__Instructions for the task__. State how many lines in the items below contain the string "dark", with uppercase and lowercase letters treated as different, and reply with that number alone.

— Start of Records for this task —

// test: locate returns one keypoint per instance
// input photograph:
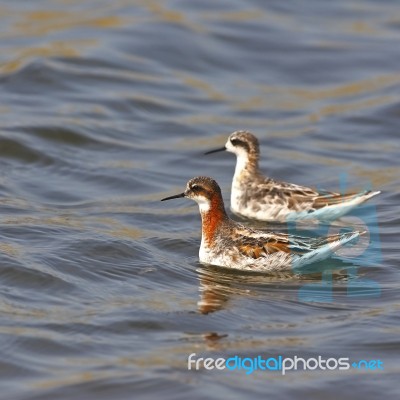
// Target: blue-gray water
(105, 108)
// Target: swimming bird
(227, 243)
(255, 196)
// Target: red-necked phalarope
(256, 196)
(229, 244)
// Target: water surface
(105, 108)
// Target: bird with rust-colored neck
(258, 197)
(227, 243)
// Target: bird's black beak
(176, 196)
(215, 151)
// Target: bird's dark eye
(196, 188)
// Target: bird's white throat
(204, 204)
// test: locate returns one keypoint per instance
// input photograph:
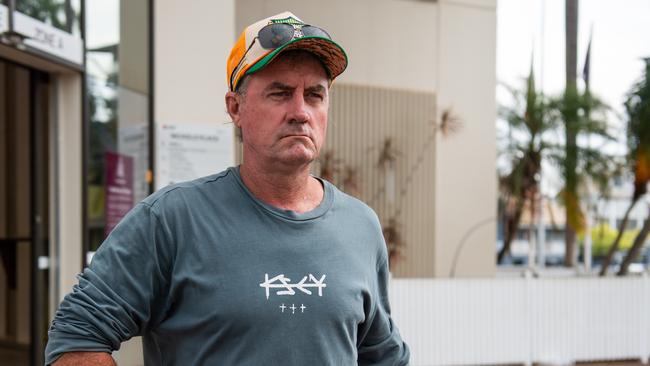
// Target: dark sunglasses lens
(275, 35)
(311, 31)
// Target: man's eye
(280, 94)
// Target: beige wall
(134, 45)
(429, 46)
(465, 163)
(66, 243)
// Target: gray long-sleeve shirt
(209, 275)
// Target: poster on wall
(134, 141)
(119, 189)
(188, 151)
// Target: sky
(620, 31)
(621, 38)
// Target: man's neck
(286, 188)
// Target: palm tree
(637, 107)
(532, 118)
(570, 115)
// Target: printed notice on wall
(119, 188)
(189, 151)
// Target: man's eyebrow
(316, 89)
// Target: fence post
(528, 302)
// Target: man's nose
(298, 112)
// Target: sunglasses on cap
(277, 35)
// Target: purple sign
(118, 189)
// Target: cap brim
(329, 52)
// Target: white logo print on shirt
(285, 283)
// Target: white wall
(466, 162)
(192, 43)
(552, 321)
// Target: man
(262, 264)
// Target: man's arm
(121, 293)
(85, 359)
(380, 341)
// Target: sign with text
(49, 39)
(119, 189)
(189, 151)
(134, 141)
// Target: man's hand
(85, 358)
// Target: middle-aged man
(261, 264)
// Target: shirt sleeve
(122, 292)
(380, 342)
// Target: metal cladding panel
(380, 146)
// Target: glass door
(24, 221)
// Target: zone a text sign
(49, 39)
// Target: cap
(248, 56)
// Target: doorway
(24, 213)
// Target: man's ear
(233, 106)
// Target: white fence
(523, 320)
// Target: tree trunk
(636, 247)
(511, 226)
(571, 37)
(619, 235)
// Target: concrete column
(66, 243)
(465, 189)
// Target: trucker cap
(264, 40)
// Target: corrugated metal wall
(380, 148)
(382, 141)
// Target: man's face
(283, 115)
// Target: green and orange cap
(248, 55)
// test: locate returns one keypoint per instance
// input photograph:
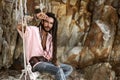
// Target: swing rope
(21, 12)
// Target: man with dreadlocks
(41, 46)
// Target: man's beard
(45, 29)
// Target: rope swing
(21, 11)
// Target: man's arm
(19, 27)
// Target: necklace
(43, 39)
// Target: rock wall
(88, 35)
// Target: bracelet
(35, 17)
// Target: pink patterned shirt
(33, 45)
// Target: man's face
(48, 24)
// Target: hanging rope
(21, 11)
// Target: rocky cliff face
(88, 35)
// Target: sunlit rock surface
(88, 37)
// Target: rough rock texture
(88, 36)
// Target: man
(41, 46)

— End of Records for this task —
— Start of Records for this task —

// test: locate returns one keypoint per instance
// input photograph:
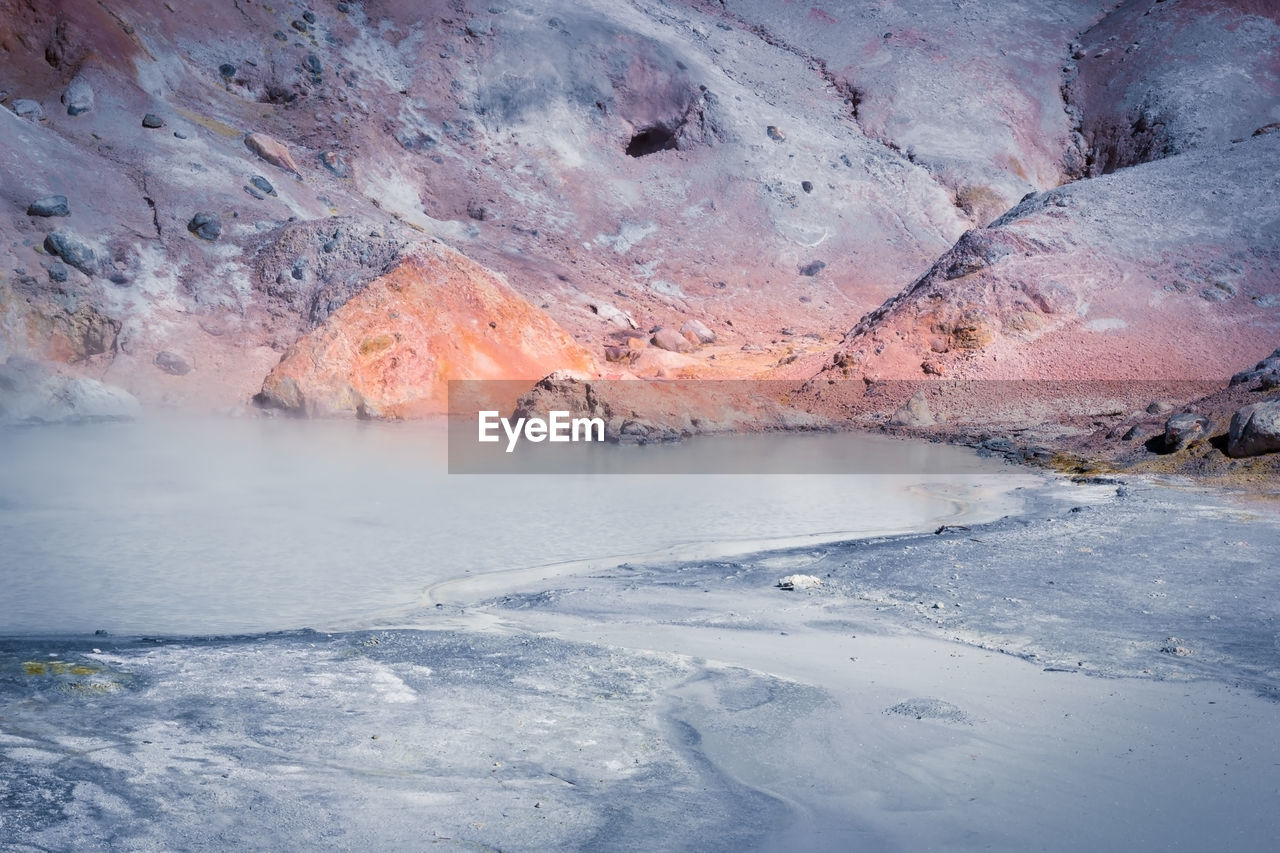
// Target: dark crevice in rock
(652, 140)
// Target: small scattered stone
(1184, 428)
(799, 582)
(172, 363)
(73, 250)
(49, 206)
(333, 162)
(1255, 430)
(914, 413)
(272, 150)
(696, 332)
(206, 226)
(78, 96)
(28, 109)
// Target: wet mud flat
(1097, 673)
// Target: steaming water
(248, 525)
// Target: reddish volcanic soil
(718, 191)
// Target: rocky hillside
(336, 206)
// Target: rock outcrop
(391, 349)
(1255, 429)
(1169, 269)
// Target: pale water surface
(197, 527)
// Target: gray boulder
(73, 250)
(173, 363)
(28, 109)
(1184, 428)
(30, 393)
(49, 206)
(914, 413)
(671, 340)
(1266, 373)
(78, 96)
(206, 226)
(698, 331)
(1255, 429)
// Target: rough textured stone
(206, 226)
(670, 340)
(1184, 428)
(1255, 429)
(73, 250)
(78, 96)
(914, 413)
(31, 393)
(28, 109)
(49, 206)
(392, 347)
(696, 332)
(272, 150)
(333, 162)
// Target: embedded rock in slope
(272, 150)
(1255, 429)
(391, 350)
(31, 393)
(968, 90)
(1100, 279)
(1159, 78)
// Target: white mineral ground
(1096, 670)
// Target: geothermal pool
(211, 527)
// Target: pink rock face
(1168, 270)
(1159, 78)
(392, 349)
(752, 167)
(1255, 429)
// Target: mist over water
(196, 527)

— End of Records for this task —

__Final answer__. 3